Source data Start Marker
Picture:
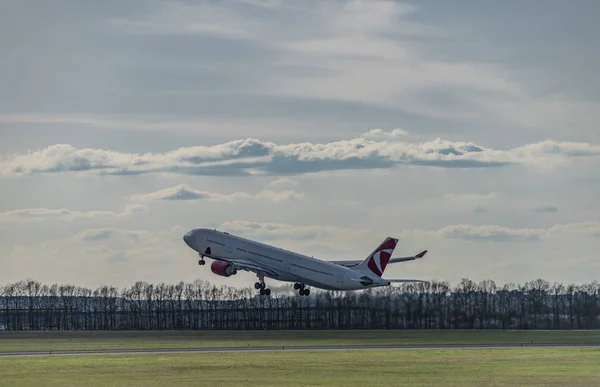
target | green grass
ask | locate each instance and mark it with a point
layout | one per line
(456, 367)
(45, 341)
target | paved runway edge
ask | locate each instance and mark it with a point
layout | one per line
(291, 348)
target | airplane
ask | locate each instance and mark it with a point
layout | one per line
(232, 253)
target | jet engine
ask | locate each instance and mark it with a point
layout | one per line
(223, 268)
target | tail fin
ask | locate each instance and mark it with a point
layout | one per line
(379, 258)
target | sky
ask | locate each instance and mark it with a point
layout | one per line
(467, 128)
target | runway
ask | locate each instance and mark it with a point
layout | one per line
(290, 348)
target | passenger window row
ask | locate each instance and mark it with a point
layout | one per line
(215, 242)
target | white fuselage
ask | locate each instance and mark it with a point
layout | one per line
(289, 266)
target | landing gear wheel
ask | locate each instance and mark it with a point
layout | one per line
(304, 292)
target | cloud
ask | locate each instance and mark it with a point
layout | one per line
(103, 234)
(492, 233)
(284, 182)
(30, 214)
(252, 156)
(497, 233)
(274, 231)
(279, 196)
(546, 209)
(380, 134)
(185, 192)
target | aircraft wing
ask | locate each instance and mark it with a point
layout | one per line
(393, 260)
(242, 264)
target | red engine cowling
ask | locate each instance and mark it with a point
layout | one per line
(222, 268)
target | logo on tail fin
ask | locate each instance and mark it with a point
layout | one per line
(379, 258)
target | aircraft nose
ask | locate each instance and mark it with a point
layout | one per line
(189, 238)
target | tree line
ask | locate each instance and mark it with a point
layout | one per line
(538, 304)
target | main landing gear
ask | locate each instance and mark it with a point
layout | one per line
(302, 291)
(264, 291)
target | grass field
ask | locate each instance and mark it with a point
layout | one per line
(45, 341)
(455, 367)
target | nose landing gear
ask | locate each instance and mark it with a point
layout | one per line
(260, 285)
(301, 289)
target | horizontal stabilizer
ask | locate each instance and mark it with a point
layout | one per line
(393, 260)
(403, 280)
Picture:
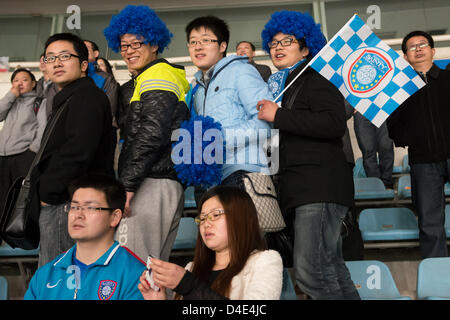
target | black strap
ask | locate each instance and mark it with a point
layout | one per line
(46, 136)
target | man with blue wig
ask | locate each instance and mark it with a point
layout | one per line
(316, 184)
(155, 197)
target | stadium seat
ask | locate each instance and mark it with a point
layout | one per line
(189, 200)
(388, 224)
(405, 166)
(186, 235)
(3, 288)
(447, 220)
(373, 280)
(288, 290)
(404, 187)
(371, 188)
(358, 169)
(433, 279)
(22, 258)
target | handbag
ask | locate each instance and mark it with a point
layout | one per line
(261, 189)
(19, 223)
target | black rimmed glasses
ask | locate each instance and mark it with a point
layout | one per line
(61, 57)
(134, 45)
(286, 42)
(72, 208)
(203, 42)
(213, 215)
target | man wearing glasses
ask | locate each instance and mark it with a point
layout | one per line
(228, 90)
(155, 197)
(79, 142)
(96, 267)
(422, 123)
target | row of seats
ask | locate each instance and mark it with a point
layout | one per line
(374, 280)
(391, 224)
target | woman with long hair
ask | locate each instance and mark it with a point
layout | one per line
(230, 259)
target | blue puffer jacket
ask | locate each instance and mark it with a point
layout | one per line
(230, 98)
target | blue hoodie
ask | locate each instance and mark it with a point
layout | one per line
(114, 276)
(230, 98)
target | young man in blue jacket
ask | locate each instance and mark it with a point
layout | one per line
(96, 267)
(228, 90)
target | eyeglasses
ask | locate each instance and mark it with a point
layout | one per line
(133, 45)
(72, 208)
(213, 215)
(203, 42)
(61, 57)
(418, 45)
(286, 42)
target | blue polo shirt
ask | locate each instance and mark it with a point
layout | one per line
(114, 276)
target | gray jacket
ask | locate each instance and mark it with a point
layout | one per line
(22, 128)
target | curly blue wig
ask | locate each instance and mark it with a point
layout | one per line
(300, 25)
(138, 20)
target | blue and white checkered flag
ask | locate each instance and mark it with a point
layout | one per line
(373, 78)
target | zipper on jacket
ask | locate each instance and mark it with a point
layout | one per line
(431, 116)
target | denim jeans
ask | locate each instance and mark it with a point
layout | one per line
(320, 269)
(54, 231)
(427, 190)
(373, 140)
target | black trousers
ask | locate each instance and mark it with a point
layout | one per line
(11, 168)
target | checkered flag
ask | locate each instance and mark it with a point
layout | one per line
(373, 78)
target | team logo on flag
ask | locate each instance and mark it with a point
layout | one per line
(367, 71)
(106, 289)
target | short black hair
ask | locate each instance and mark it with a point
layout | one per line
(417, 33)
(94, 45)
(218, 26)
(78, 44)
(113, 189)
(251, 44)
(22, 70)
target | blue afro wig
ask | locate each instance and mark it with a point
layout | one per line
(300, 25)
(138, 20)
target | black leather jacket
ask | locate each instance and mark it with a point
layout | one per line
(153, 115)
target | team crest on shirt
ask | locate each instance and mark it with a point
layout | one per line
(106, 289)
(367, 71)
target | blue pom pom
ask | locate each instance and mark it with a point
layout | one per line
(192, 172)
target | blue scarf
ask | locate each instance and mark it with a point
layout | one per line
(98, 79)
(277, 81)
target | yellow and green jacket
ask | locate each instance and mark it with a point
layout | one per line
(157, 107)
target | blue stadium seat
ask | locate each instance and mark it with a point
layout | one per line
(358, 169)
(447, 220)
(404, 187)
(373, 280)
(189, 200)
(3, 288)
(371, 188)
(186, 235)
(288, 290)
(433, 279)
(388, 224)
(7, 251)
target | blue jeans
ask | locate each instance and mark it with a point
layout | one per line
(54, 231)
(320, 269)
(373, 140)
(427, 190)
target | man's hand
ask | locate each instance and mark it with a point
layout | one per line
(267, 110)
(166, 274)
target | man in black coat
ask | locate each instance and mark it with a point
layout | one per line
(422, 123)
(315, 180)
(79, 143)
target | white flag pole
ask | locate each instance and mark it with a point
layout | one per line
(312, 60)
Source data End Marker
Please output the material above unchanged, apart from removing the pictures.

Picture:
target | green grass
ask | locate each instance and mark it with a point
layout | one per line
(456, 367)
(45, 341)
target | paved runway edge
ask | locate each instance and mark it with a point
layout | one per line
(291, 348)
target | airplane
ask | locate each instance and mark it with a point
layout | one per line
(232, 253)
target | jet engine
ask | locate each instance and mark it with a point
layout | one per line
(223, 268)
target | tail fin
ask | locate each instance and mark it with a point
layout | one per line
(379, 258)
target | sky
ask | locate each instance and mark it with a point
layout | one per line
(467, 128)
target | runway
ask | locate each instance and mark it with a point
layout | one per line
(290, 348)
target | passenger window row
ask | locate each instance and mark it with a point
layout | one per line
(215, 242)
target | white fuselage
ask | locate each instance and mark it with a point
layout | one per line
(289, 266)
target | landing gear wheel
ask | locate each instance and mark it with a point
layout | one per line
(304, 292)
target | cloud
ask | locate each instance and mark it with a point
layout | one per line
(103, 234)
(492, 233)
(284, 182)
(30, 214)
(252, 156)
(497, 233)
(274, 231)
(279, 196)
(546, 209)
(380, 134)
(185, 192)
target | aircraft wing
ask | locate each instance and mark it with a point
layout | one per line
(393, 260)
(242, 264)
target | red engine cowling
ask | locate each instance and mark it with a point
layout | one per line
(222, 268)
target | logo on tail fin
ask | locate each instance and mark it with a point
layout | one per line
(379, 258)
target | aircraft nose
ask | locate each instance and mark it with a point
layout | one per line
(189, 238)
target | tree line
ask | locate each instance and mark it with a point
layout | one per line
(538, 304)
target | main landing gear
ask | locate each instance and mark it with a point
layout | one per line
(302, 291)
(264, 291)
target | grass field
ask | locate each instance and mark it with a point
layout | one per line
(45, 341)
(455, 367)
target | nose landing gear
ask | locate each instance and mark it with a point
layout | one per line
(260, 285)
(301, 289)
target | horizontal stabilizer
ask | locate each instance and mark it with a point
layout | one per line
(393, 260)
(403, 280)
Picture:
target | black strap
ask | locate each instance and mark it with a point
layout | one per line
(46, 136)
target | man with blue wig
ask | locate each instance and mark it with a point
layout | one per line
(316, 184)
(155, 197)
target | stadium seat
ask | locate each instance and mark it with a point
layout | one per line
(189, 200)
(388, 224)
(405, 166)
(186, 235)
(3, 288)
(447, 220)
(373, 280)
(288, 290)
(404, 187)
(371, 188)
(358, 169)
(433, 279)
(22, 258)
target | handbag
ask | locate each instance and mark it with a point
layout | one per line
(261, 189)
(19, 223)
target | black rimmed glasses
ask | locate each instance and mark it with a point
layout | one per line
(61, 57)
(134, 45)
(286, 42)
(72, 208)
(203, 42)
(213, 215)
target | man wearing glasses
ask | locate each instance and mark it with a point
layout | one per line
(228, 90)
(155, 197)
(79, 142)
(96, 267)
(422, 123)
target | row of seats
ask | locate each instance and mark it with a point
layout | one per line
(374, 280)
(391, 224)
target | woman with long hair
ask | locate each instance and mark it with a point
layout | one per line
(230, 259)
target | blue puffer jacket
ask | locate each instance and mark it with a point
layout | one per line
(230, 98)
target | blue hoodie
ask | locate each instance and mark it with a point
layout | one per line
(114, 276)
(230, 98)
target | young man in blue jacket
ask | locate each instance and mark it with a point
layout | one per line
(96, 267)
(228, 90)
target | eyeglasses
ask | locate each instance and mark it with a point
layout | one per line
(133, 45)
(72, 208)
(213, 215)
(203, 42)
(61, 57)
(418, 45)
(286, 42)
target | blue polo shirt
ask | locate each instance and mark it with a point
layout | one per line
(114, 276)
target | gray jacket
ask | locate each instance and mark it with a point
layout | one per line
(22, 128)
target | curly blue wig
ask | locate each instance and mark it with a point
layout | one per line
(300, 25)
(138, 20)
target | blue and white checkered flag
ask | locate each instance and mark it with a point
layout | one per line
(373, 78)
target | zipper on jacket
ask | locate each instance and mark it with a point
layout | one per line
(431, 116)
target | denim jeans
ask | locate each instance and mark it with a point
layout | one per line
(320, 269)
(54, 231)
(427, 190)
(373, 140)
target | black trousers
ask | locate each instance and mark it with a point
layout | one per line
(11, 168)
target | checkered flag
ask | locate each instance and mark it with a point
layout | one per line
(373, 78)
target | team logo on flag
ask | locate each instance and mark it with a point
layout | one per line
(367, 71)
(106, 289)
target | short black hair
ask | locate each instance and mark it with a point
layout | one per line
(417, 33)
(94, 45)
(218, 26)
(78, 44)
(113, 189)
(251, 44)
(22, 70)
target | blue afro wig
ask | locate each instance and mark it with a point
layout | one per line
(300, 25)
(138, 20)
target | black leather jacket
ask | locate each instance and mark it with a point
layout | one per line
(153, 115)
target | team crest on shirt
ask | locate each instance and mark it with a point
layout | one per line
(106, 289)
(367, 71)
target | blue pom pom
ask | locate each instance and mark it with a point
layout | one per line
(192, 172)
target | blue scarf
ask | locate each instance and mark it with a point
layout | one per line
(98, 79)
(277, 81)
target | yellow and green jacket
ask | locate each instance and mark it with a point
layout | one per line
(157, 107)
target | blue stadium seat
ask | locate each instance and mark it with a point
layout | one per line
(358, 169)
(447, 220)
(404, 187)
(373, 280)
(189, 200)
(3, 288)
(371, 188)
(186, 235)
(288, 290)
(433, 279)
(388, 224)
(7, 251)
target | blue jeans
ask | locate each instance and mark it with a point
layout | one per line
(54, 231)
(320, 269)
(373, 140)
(427, 190)
target | man's hand
ask | locate each instance and mark it with a point
layout | one per line
(267, 110)
(166, 274)
target | man in black coat
ask | locate each instance and mark it with a point
layout | one per line
(422, 123)
(315, 180)
(79, 143)
target | white flag pole
ask | locate each instance and mark it with a point
layout | one per line
(312, 60)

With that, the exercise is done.